→ PROBLEM TO WORK ON
Filter the entries below, keeping only lines with the word "segment".

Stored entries

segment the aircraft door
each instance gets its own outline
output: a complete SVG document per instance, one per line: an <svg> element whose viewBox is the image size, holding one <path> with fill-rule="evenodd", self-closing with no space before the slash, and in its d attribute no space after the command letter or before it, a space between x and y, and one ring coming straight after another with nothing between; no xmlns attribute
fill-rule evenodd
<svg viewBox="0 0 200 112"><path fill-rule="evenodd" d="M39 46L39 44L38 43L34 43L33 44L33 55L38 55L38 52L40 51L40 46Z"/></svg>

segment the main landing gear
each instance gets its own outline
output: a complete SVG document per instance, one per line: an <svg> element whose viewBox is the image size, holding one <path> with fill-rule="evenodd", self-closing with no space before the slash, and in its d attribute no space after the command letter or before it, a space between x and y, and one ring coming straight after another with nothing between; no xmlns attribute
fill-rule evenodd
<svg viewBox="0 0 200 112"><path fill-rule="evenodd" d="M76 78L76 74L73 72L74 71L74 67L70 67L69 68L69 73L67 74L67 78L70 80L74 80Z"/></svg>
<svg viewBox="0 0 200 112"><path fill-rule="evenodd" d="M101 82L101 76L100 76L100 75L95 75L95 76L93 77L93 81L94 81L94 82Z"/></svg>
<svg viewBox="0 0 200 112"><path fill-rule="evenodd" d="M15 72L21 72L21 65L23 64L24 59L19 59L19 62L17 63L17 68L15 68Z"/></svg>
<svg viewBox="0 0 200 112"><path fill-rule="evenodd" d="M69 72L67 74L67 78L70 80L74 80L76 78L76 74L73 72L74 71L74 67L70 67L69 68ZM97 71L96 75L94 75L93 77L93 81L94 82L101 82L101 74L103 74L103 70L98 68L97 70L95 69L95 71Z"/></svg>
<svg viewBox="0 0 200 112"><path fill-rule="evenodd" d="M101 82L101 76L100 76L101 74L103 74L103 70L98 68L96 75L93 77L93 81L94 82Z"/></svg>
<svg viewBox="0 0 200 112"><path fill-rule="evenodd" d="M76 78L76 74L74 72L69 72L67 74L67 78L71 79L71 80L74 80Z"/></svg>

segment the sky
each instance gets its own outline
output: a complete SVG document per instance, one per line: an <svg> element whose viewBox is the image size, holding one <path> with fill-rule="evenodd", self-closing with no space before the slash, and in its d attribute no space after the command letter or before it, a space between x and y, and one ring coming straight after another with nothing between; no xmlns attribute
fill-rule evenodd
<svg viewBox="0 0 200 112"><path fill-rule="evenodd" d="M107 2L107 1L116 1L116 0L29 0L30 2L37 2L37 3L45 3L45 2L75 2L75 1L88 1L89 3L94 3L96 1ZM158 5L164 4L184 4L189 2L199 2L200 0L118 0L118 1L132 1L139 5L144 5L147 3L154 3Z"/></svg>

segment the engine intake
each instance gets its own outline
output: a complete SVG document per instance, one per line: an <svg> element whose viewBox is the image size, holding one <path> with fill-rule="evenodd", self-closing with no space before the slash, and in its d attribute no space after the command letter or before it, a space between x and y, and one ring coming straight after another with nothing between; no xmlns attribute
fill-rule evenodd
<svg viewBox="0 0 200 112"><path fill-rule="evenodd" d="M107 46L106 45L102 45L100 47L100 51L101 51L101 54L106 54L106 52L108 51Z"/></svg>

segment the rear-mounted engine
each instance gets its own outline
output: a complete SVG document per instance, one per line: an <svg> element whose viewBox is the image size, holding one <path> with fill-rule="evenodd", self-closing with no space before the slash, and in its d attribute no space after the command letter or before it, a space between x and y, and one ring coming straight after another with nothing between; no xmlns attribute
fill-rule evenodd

→ ANSWER FOR THIS EXERCISE
segment the aircraft door
segment the main landing gear
segment the sky
segment the engine intake
segment the rear-mounted engine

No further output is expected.